Records to process: Begin
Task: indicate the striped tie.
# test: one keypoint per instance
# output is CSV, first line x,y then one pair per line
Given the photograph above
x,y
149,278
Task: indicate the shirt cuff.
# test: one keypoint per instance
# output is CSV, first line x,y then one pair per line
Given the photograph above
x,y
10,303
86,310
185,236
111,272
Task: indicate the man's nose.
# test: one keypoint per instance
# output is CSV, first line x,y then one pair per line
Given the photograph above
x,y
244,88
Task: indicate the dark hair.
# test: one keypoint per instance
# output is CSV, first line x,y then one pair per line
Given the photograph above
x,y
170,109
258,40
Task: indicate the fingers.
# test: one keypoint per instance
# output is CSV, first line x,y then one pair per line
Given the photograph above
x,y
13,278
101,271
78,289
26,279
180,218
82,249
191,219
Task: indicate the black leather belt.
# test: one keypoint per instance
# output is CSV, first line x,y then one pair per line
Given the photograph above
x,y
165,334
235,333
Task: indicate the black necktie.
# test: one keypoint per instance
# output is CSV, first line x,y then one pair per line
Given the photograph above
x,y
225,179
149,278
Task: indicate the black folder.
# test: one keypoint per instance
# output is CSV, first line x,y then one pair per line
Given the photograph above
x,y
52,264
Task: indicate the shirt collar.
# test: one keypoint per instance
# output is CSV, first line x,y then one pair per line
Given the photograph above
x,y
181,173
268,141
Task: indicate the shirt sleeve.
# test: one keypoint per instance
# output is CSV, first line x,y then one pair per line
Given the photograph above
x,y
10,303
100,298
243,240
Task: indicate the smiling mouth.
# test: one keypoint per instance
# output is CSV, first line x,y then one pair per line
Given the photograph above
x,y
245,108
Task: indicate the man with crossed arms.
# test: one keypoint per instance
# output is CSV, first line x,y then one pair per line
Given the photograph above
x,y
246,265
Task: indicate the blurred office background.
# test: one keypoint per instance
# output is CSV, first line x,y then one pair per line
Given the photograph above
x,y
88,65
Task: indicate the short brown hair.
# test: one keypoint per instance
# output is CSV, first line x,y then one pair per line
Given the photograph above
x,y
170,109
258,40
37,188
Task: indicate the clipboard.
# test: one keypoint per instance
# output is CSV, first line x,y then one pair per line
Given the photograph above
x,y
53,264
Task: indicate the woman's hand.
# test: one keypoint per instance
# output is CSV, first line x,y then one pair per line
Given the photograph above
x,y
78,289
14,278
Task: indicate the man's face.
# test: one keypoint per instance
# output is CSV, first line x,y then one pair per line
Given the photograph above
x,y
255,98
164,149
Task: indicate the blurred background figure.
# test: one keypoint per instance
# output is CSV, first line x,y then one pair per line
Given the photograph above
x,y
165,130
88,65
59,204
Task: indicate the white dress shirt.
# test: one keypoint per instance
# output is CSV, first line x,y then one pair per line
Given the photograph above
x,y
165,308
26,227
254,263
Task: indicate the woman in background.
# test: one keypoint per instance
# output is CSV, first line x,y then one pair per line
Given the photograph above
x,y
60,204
Records to process: End
Records to process: Begin
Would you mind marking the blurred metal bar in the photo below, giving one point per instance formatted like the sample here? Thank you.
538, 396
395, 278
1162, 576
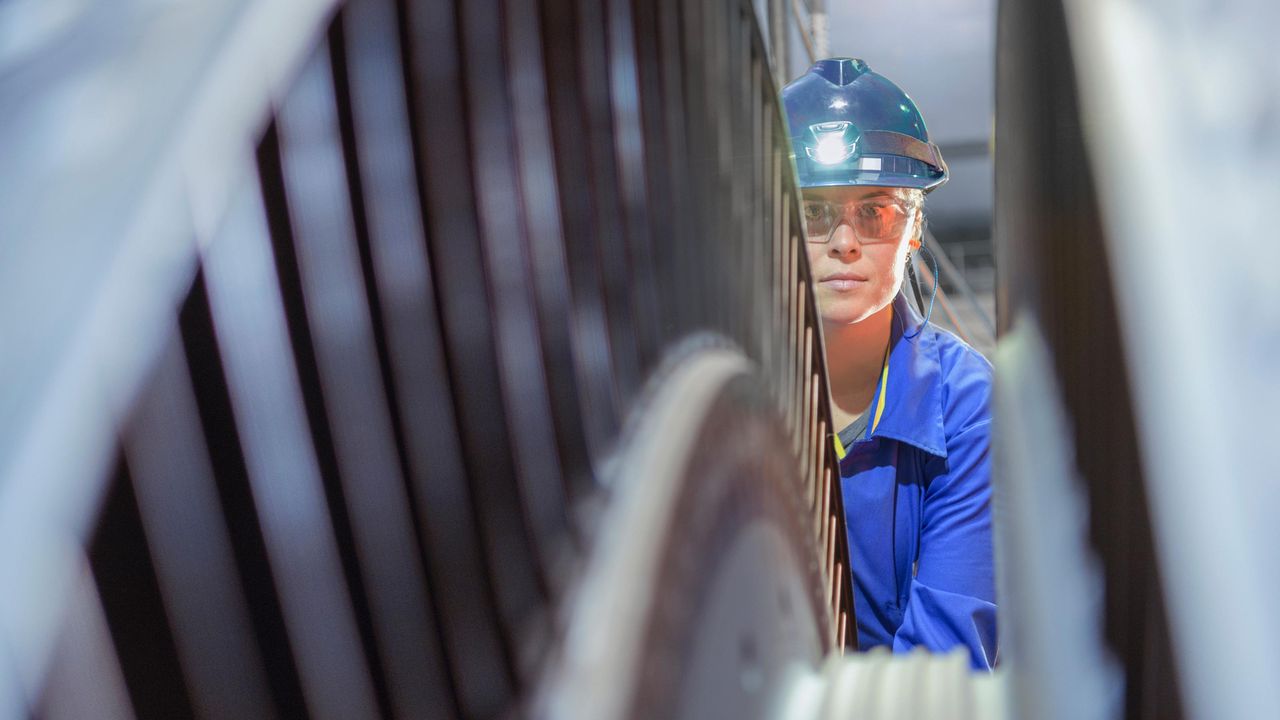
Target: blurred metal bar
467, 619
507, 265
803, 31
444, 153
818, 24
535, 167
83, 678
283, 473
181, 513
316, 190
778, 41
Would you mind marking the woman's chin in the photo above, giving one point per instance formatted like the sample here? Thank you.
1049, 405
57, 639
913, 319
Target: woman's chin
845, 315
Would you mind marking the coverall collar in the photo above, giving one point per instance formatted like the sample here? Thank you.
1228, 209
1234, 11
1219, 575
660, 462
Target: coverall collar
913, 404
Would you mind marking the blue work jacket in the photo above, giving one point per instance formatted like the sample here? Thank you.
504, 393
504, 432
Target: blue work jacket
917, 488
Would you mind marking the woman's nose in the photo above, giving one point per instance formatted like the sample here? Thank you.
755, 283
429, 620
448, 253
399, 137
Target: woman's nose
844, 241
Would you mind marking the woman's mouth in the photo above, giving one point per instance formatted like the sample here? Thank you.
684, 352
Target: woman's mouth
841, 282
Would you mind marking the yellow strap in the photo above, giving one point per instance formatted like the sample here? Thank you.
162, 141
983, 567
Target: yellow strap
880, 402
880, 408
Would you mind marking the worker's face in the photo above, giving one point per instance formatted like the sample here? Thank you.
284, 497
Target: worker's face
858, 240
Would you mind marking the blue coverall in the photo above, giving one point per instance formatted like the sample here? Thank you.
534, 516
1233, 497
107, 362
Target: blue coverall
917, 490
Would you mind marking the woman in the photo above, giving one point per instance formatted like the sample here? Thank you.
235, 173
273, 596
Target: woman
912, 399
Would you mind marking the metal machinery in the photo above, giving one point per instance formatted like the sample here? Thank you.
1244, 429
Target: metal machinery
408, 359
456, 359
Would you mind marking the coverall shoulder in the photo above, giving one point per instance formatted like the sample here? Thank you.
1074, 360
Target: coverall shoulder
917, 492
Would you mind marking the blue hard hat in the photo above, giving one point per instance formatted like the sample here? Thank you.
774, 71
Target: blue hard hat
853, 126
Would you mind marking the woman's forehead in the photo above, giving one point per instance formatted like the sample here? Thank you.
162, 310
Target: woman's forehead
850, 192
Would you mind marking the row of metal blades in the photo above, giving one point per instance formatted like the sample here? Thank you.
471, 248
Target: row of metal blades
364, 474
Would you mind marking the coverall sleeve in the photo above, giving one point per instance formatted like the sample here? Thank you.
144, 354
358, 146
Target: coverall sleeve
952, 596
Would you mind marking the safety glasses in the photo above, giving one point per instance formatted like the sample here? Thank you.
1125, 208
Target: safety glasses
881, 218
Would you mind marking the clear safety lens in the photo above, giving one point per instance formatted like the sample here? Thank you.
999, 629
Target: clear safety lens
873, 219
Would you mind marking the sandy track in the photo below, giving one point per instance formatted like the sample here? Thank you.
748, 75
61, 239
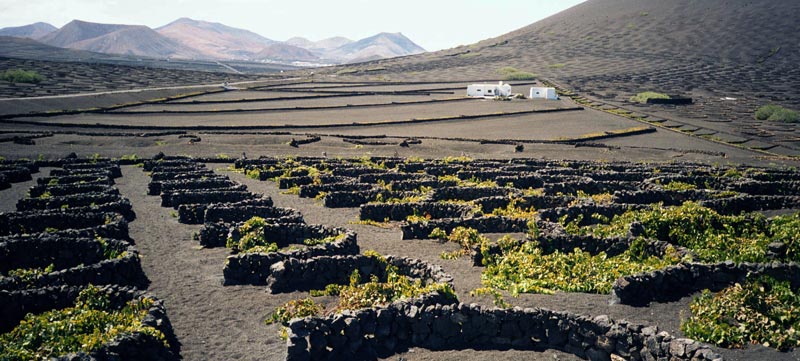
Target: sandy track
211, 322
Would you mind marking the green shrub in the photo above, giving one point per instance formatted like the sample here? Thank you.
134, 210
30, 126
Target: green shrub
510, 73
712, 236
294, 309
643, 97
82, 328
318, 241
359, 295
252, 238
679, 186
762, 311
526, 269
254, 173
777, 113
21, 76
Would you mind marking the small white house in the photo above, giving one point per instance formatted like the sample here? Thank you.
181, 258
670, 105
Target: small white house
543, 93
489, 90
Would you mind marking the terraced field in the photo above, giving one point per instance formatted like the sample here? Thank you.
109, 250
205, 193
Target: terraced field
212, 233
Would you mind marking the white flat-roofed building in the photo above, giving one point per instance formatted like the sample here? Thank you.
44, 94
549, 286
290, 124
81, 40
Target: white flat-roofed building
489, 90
Records to process: End
For each line above that includes "below", make a copy.

Would you mind marking the blurred metal bar in the photo below, giving one point per instance formatted like the sample here? Thank you.
Would you mind marking the sandy track in the photo below, giving one point per instance formatted like the sample here? Thank you.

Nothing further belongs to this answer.